(Beginning of Given passage)

Rep. Ron Erhardt, DFL-Edina, apologized Tuesday for delivering a meandering floor speech in which he donned a lab coat and stethoscope while alleging that avian flu can be transferred to humans who eat the meat of infected birds.

Erhardt's comments, which drew immediate criticism from his House colleagues, came shortly after more than 600 turkey burgers were served on the Capitol lawn in support of the state’s turkey industry, which has been hit hard by the spread of avian flu. Jennie-O’s Turkey Store in Faribault said Tuesday that they’d be forced to cut production and temporarily lay off 233 workers. The House on Monday passed an additional $6 million to the state’s response efforts, including bolstering unemployment for affected workers.

In a statement, Erhardt said he since met with Minnesota Department of Health officials and better understands the issue.

"I am confident in their work, and assessment that consuming turkey is safe for Minnesotans," he said. "I apologize for making light of this serious issue and I support immediate passage of legislation that will adequately fund a response to the avian flu crisis."

The speech, transcribed below, can be viewed here.

(End of Given passage)

- **To do**:
(a) Copy the passage of the article on Erhardt's apology from "Rep. Ron Erhardt, DFL-Edina, apologized" up to and including "of infected birds.".
(b) Decide whether each statement agrees with the article on Erhardt's apology, answering yes or no and quoting the words that settle it: (i) Jennie-O's Turkey Store said it would temporarily lay off 233 workers. (ii) The turkey burgers were served inside the House chamber. (iii) The House passed the additional $6 million on Tuesday.

(Beginning of Given records)

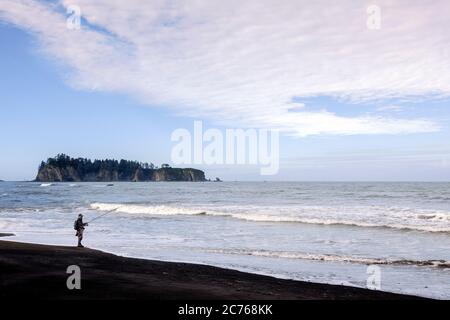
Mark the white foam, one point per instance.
(145, 210)
(332, 257)
(366, 217)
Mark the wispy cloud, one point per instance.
(390, 108)
(243, 61)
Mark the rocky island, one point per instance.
(63, 168)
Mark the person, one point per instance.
(79, 226)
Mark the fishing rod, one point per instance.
(104, 214)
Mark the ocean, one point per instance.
(318, 232)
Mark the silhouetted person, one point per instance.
(79, 226)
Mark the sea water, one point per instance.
(319, 232)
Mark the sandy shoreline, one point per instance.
(39, 271)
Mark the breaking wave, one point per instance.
(333, 258)
(366, 217)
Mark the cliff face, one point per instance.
(50, 173)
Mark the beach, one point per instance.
(39, 271)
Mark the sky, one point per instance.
(352, 100)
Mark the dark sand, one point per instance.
(39, 271)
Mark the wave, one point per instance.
(333, 258)
(46, 184)
(399, 218)
(146, 210)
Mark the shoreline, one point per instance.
(39, 271)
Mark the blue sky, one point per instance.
(62, 97)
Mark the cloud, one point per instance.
(242, 62)
(391, 108)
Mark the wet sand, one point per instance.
(39, 271)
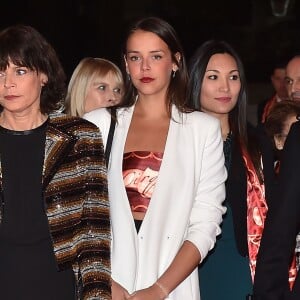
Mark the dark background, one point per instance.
(95, 28)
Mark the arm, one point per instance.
(94, 248)
(281, 227)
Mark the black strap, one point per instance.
(113, 116)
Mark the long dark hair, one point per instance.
(24, 46)
(238, 116)
(177, 89)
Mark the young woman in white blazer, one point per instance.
(166, 172)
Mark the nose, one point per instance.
(295, 87)
(145, 65)
(114, 97)
(224, 85)
(9, 81)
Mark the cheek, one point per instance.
(206, 97)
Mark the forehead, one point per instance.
(109, 78)
(145, 41)
(221, 61)
(293, 67)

(End of Given records)

- **Solved problems**:
(a)
Rep. Ron Erhardt, DFL-Edina, apologized Tuesday for delivering a meandering floor speech in which he donned a lab coat and stethoscope while alleging that avian flu can be transferred to humans who eat the meat of infected birds.

(b)
(i) Yes: "temporarily lay off 233 workers"
(ii) No: "served on the Capitol lawn"
(iii) No: "The House on Monday passed an additional $6 million"